Rewrite the entries below as a two-column CSV with the headers instruction and outline, giving each entry one row that holds its wording and its answer. Put each value in a single quoted field with line breaks changed to spaces, and leave the pictures out.
─── The input ───
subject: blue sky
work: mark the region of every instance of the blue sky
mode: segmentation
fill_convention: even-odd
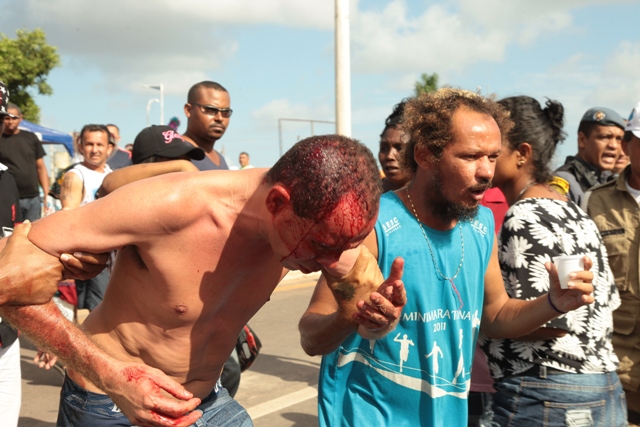
[[[165,86],[165,121],[186,128],[188,88],[214,80],[230,92],[229,129],[216,148],[230,164],[278,158],[278,118],[335,120],[334,2],[299,0],[0,0],[0,31],[42,28],[62,65],[53,96],[37,97],[41,124],[71,132],[113,122],[122,141],[145,126],[147,101]],[[606,106],[627,116],[640,101],[638,1],[370,0],[351,2],[353,137],[374,153],[384,119],[421,73],[498,98],[563,103],[576,151],[582,114]],[[152,123],[159,120],[151,107]],[[314,131],[331,133],[333,125]],[[311,134],[283,123],[283,145]]]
───
**Written answer**
instruction,outline
"subject: blue sky work: mark the region of every instance of the blue sky mode: segmentation fill_convention: even-odd","[[[165,86],[165,121],[186,128],[188,88],[214,80],[230,92],[229,129],[216,148],[230,164],[278,158],[278,118],[335,120],[334,2],[299,0],[0,0],[0,31],[42,28],[62,65],[53,96],[37,97],[41,124],[71,132],[113,122],[122,141],[145,126],[147,101]],[[606,106],[627,116],[640,101],[638,1],[370,0],[351,2],[353,137],[374,153],[384,119],[421,73],[498,98],[563,103],[576,151],[582,114]],[[152,123],[159,120],[151,107]],[[314,131],[331,133],[333,125]],[[311,134],[283,123],[283,145]]]"